■ **TASK DETAILS**:
Report each line in the listing below that contains the word "shelf". Case counts.

■ **RECORDS PROVIDED**:
----------------------------------------

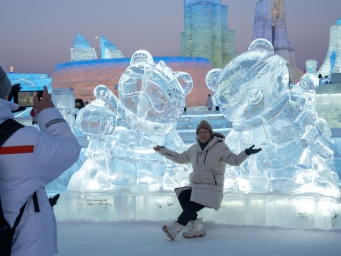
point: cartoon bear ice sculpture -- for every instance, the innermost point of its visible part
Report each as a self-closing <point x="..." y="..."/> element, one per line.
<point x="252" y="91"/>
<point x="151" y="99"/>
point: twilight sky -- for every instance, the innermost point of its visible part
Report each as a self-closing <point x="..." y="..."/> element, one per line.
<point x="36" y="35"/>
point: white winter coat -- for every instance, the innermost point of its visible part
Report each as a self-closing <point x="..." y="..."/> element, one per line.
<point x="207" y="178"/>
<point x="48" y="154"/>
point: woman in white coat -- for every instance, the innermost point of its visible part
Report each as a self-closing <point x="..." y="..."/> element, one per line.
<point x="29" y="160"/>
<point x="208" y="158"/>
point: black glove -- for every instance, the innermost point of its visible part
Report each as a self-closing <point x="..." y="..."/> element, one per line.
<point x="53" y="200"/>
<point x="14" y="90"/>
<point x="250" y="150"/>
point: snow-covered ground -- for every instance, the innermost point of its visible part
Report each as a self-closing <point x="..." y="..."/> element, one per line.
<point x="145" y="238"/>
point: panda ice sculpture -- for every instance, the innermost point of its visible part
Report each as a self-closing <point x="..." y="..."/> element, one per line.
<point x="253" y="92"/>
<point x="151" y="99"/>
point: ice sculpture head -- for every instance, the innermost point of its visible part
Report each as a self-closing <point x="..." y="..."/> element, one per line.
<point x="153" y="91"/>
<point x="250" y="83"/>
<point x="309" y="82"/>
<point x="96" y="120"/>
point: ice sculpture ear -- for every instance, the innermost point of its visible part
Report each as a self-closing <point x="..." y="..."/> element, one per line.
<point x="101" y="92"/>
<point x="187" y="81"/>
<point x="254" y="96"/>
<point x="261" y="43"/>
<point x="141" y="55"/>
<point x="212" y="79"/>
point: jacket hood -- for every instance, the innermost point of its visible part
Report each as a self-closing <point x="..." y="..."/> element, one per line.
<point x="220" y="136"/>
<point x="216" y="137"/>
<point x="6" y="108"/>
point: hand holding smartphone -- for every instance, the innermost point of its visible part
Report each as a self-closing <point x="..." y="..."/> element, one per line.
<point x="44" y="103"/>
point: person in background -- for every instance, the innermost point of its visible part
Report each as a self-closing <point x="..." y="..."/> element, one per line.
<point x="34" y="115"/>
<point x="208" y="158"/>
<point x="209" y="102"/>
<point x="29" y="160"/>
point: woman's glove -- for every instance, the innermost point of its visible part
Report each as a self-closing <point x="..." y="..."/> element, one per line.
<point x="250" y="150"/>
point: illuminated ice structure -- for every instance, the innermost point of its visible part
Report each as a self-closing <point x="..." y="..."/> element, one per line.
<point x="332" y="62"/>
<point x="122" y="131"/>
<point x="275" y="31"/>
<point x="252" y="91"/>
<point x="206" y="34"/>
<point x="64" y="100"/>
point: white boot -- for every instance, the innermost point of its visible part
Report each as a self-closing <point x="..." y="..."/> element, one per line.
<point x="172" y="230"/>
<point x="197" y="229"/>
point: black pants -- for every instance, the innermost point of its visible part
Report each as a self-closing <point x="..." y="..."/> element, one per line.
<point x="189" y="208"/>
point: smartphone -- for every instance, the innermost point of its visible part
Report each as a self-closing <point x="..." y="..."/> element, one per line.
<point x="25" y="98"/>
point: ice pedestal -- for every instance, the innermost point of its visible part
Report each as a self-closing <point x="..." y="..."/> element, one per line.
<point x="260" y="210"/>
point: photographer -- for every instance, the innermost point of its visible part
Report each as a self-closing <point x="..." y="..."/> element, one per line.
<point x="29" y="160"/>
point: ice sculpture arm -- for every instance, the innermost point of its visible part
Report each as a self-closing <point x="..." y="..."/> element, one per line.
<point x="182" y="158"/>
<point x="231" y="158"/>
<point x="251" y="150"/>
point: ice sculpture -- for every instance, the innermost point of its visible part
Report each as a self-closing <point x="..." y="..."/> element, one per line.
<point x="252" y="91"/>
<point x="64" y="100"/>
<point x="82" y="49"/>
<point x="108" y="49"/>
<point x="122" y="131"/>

----------------------------------------

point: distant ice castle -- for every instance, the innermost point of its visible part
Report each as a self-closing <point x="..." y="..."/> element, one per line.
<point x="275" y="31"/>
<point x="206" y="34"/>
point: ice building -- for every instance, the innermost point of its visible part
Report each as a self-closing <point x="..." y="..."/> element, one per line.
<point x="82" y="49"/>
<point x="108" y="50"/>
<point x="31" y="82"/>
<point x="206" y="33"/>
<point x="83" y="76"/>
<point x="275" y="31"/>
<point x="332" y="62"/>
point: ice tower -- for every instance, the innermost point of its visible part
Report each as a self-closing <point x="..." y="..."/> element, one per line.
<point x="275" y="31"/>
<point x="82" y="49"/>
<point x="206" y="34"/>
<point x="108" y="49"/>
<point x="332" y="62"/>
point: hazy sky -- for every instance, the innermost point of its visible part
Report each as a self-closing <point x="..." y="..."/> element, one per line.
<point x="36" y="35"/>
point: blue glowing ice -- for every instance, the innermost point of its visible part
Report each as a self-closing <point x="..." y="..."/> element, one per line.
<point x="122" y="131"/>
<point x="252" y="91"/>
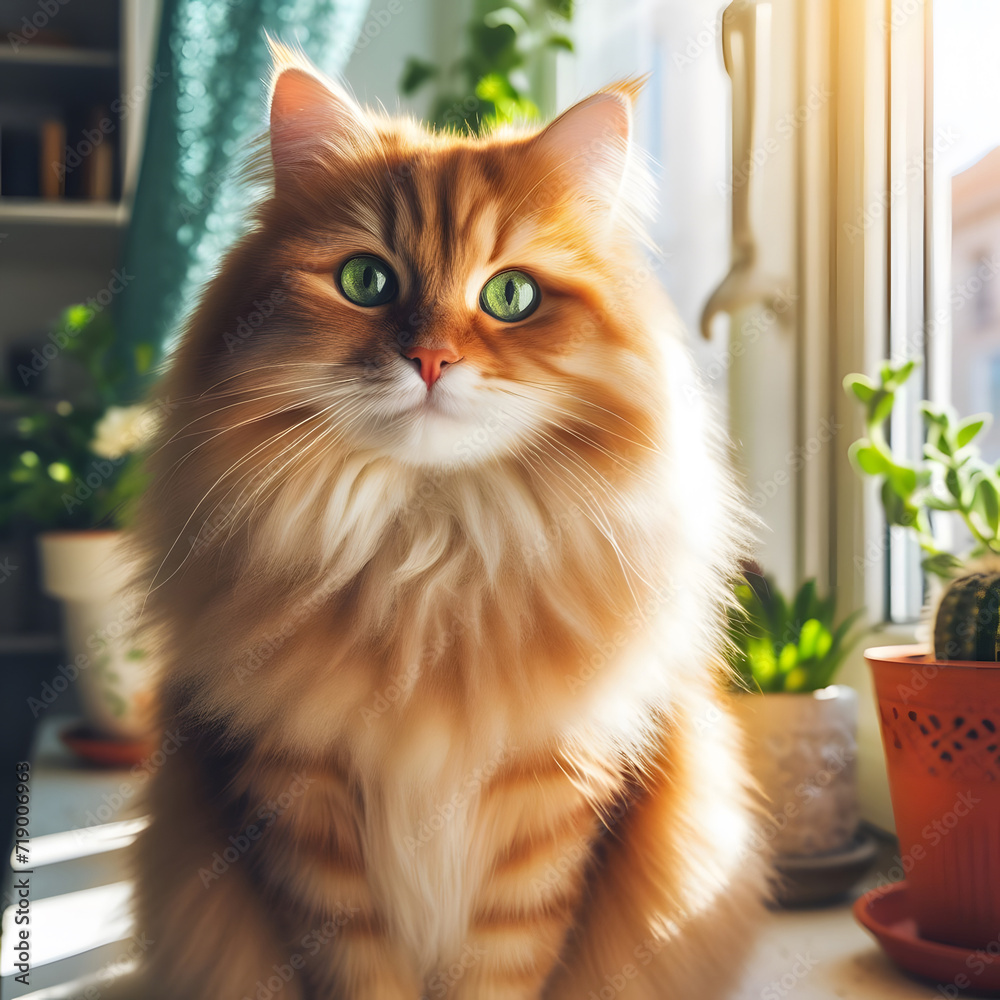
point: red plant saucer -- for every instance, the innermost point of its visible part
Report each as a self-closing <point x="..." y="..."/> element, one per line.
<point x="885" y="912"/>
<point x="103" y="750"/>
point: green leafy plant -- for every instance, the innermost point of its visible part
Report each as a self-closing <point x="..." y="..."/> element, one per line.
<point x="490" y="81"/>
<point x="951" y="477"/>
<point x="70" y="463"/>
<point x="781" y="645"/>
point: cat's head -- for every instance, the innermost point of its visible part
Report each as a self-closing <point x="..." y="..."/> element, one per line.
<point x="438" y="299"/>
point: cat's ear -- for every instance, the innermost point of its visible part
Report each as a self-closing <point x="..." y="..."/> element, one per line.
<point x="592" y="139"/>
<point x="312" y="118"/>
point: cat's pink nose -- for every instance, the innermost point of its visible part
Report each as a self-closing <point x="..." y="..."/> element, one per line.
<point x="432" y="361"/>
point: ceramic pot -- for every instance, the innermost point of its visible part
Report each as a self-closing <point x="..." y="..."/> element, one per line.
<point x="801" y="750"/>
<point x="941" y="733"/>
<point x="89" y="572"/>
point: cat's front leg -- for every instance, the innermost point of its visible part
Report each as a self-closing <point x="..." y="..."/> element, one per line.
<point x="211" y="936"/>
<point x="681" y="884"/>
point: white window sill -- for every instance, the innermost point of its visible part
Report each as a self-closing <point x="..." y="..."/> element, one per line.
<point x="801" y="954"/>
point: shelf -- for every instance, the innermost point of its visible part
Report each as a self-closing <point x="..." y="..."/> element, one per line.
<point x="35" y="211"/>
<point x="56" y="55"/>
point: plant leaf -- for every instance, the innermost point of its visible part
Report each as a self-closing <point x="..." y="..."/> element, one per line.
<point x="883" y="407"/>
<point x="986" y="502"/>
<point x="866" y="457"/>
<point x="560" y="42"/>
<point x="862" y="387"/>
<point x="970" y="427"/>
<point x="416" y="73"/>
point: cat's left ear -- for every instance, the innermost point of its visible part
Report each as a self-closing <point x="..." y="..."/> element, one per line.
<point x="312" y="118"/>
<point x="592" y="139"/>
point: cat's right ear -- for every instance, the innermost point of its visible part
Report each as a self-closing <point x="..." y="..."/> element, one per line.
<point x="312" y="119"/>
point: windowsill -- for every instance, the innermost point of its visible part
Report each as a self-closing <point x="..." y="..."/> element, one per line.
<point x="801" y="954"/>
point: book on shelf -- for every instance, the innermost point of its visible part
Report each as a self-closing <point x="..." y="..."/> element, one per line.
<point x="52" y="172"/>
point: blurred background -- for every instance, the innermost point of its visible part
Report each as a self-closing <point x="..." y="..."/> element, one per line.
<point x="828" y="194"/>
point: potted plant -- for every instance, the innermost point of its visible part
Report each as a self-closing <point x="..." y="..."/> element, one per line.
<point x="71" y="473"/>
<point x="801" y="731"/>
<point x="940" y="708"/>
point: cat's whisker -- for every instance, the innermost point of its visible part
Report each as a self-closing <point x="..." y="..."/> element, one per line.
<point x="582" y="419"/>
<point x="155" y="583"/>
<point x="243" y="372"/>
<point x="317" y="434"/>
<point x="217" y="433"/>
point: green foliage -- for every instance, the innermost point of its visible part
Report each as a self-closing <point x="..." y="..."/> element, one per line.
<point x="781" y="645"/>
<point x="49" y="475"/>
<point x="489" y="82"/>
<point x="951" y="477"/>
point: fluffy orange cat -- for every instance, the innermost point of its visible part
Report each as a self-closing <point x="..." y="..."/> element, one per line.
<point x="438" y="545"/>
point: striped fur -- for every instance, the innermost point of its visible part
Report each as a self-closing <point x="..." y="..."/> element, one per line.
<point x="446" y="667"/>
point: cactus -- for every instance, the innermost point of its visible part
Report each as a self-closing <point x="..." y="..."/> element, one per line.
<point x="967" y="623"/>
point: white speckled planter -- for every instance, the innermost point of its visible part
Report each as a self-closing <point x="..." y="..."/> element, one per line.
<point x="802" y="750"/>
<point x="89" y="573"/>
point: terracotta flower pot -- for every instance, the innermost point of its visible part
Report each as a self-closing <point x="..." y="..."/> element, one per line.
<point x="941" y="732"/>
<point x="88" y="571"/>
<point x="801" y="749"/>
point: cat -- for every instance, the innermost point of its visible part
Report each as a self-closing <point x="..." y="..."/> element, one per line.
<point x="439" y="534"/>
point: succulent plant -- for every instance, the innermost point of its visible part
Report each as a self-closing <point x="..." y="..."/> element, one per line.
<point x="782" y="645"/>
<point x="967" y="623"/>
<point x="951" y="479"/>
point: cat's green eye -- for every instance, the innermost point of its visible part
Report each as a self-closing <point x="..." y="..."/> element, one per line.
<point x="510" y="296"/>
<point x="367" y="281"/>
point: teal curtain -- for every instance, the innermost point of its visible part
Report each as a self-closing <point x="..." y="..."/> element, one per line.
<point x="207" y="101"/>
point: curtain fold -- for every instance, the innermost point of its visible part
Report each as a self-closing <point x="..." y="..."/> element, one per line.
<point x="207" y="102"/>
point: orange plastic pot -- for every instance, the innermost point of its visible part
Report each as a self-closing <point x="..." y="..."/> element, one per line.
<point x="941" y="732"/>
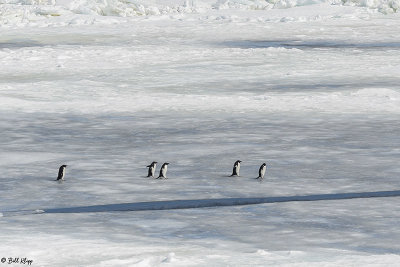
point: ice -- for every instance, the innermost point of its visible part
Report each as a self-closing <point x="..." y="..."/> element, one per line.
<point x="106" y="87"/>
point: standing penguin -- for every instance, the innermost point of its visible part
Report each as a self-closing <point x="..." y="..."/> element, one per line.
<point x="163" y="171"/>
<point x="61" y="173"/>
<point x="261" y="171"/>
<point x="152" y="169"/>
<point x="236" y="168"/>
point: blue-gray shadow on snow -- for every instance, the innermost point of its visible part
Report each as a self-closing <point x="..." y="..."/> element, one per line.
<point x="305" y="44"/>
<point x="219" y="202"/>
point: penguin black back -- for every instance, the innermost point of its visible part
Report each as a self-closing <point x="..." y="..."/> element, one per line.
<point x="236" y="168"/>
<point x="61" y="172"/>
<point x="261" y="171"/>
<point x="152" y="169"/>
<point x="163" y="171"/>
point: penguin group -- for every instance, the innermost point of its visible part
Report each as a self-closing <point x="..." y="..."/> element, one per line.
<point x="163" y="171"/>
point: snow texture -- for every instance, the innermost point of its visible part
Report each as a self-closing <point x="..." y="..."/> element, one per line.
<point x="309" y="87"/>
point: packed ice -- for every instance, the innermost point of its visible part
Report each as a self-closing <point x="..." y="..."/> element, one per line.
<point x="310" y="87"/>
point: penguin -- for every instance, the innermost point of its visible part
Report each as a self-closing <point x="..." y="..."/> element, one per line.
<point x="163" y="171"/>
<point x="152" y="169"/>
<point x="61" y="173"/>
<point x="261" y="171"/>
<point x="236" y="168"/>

----------------------------------------

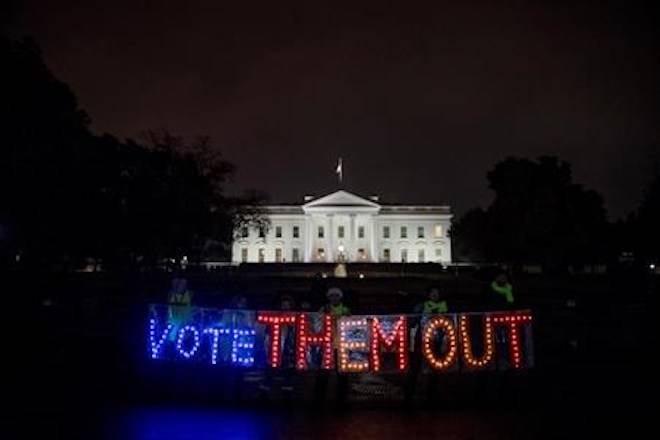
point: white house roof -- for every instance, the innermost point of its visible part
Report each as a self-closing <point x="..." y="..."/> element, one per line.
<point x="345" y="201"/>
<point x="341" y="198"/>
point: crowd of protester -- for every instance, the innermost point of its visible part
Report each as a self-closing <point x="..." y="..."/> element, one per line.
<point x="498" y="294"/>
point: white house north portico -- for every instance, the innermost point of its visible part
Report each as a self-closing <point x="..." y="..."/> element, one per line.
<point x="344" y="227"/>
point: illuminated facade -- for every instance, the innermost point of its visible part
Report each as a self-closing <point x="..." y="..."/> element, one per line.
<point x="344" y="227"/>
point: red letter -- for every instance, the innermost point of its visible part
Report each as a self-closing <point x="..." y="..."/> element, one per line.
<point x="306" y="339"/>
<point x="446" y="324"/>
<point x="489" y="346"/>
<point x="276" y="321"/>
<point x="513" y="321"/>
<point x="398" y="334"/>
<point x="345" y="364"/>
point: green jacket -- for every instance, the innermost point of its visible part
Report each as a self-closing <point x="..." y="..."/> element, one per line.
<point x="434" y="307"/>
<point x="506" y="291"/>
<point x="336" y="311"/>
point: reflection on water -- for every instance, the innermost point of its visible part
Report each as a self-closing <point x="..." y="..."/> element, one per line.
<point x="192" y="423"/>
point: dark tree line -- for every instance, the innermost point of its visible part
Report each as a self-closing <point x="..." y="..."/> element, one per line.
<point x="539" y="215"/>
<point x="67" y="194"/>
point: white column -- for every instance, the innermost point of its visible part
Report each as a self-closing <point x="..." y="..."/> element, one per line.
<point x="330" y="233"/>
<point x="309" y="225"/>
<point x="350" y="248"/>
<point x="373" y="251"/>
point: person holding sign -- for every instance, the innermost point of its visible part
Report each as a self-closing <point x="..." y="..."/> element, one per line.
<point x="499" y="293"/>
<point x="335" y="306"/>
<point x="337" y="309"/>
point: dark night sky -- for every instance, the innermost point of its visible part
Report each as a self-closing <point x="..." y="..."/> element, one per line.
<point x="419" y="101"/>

----------------------------------------

■ **WRITTEN RESPONSE**:
point: shelf -- for every instance, the innermost point of its visible part
point: book on shelf -- for every instance, the innermost point of its visible part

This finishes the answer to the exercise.